■ Written request A
Answer these questions using the passage on two Polish architects:
(i) In which years was the building at 16 Pawlikowskiego Street constructed?
(ii) Before 1941, in whose studio did Reiter work?
(iii) During which years was Halina Skibniewska deputy speaker of the Sejm?

■ Passage shown
•••••

Two of Reiter’s buildings still stand in Kraków today: one at 26 Beliny-Prażmowskiego Street (1933-35) and the other at 16 Pawlikowskiego Street (1937-39). Before she was forcibly sent to the Kraków ghetto in 1941, she worked in the studio of Kazimierz Kulczyński. Her tragic death in the Płaszów concentration camp (ordered by Amon Goethe, c. 1943) was recalled in several memoirs of Holocaust survivors as well as in Steven Spielberg’s Schindler’s List (1993).
Halina Skibniewska
Halina Skibniewska (1921-2011) was not only an architect and an urban planner but also a member of the Sejm under the communist regime, as well as a deputy speaker of the Sejm (1971-85). After graduating from the Warsaw University of Technology, she began working at the Biuro Odbudowy Stolicy (Warsaw Reconstruction Office), where she was part of the team working on the reconstruction of the National Theatre. At the same time, she was working in the studio of Romuald Gutt – one of the most prominent pre-war modernist architects.

•••••

■ Provided data
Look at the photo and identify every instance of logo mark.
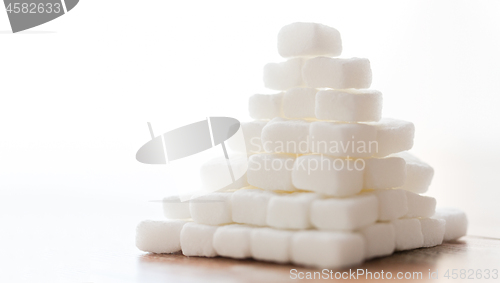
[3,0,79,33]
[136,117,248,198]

•••••

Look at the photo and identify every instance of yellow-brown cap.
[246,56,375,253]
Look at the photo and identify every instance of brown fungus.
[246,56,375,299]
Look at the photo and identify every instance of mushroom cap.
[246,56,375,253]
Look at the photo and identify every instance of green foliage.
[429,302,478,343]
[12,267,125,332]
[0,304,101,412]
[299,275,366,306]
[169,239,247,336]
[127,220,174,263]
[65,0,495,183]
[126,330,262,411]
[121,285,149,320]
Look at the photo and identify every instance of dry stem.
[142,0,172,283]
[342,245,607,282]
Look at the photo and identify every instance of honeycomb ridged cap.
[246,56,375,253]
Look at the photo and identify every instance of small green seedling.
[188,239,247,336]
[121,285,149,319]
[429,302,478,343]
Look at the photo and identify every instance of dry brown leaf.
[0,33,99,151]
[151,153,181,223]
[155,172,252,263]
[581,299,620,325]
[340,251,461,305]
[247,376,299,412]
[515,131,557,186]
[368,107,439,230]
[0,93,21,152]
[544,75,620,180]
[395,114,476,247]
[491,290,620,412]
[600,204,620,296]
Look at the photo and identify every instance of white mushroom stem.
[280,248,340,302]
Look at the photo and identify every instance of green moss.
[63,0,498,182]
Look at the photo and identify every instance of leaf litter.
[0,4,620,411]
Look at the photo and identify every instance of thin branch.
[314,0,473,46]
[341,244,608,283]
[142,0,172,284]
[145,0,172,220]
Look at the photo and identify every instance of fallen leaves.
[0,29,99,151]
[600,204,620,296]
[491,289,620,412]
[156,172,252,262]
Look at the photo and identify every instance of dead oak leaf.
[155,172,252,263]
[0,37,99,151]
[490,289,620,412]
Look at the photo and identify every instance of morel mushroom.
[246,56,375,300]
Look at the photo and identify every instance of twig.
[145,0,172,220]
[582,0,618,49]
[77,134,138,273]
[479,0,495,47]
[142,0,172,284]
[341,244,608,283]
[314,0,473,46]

•••••

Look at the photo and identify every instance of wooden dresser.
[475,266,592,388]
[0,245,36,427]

•••••

■ Written request B
Convert part of the records into a numbered list, skipping blank lines: begin at the line that has "Look at the photo and identify every instance of honeycomb" and stop after the line that has "[0,4,620,411]".

■ Full answer A
(i) 1937-39
(ii) Kazimierz Kulczyński
(iii) 1971-85

■ Full answer B
1. Look at the photo and identify every instance of honeycomb ridged cap.
2. [246,56,375,253]
3. Look at the photo and identify every instance of small green seedling.
4. [188,239,247,336]
5. [121,285,149,319]
6. [429,302,478,343]
7. Look at the photo and identify every instance of dry brown leaf.
8. [0,33,99,151]
9. [151,153,181,223]
10. [155,172,252,263]
11. [581,299,620,325]
12. [340,251,461,305]
13. [247,376,299,412]
14. [515,131,557,186]
15. [368,107,439,230]
16. [0,93,21,152]
17. [544,75,620,180]
18. [395,114,476,247]
19. [491,290,620,412]
20. [600,204,620,296]
21. Look at the photo and identify every instance of white mushroom stem.
22. [280,248,340,302]
23. Look at the photo and identify every instance of green moss.
24. [63,0,498,182]
25. Look at the photo and identify every instance of leaf litter.
26. [0,4,620,411]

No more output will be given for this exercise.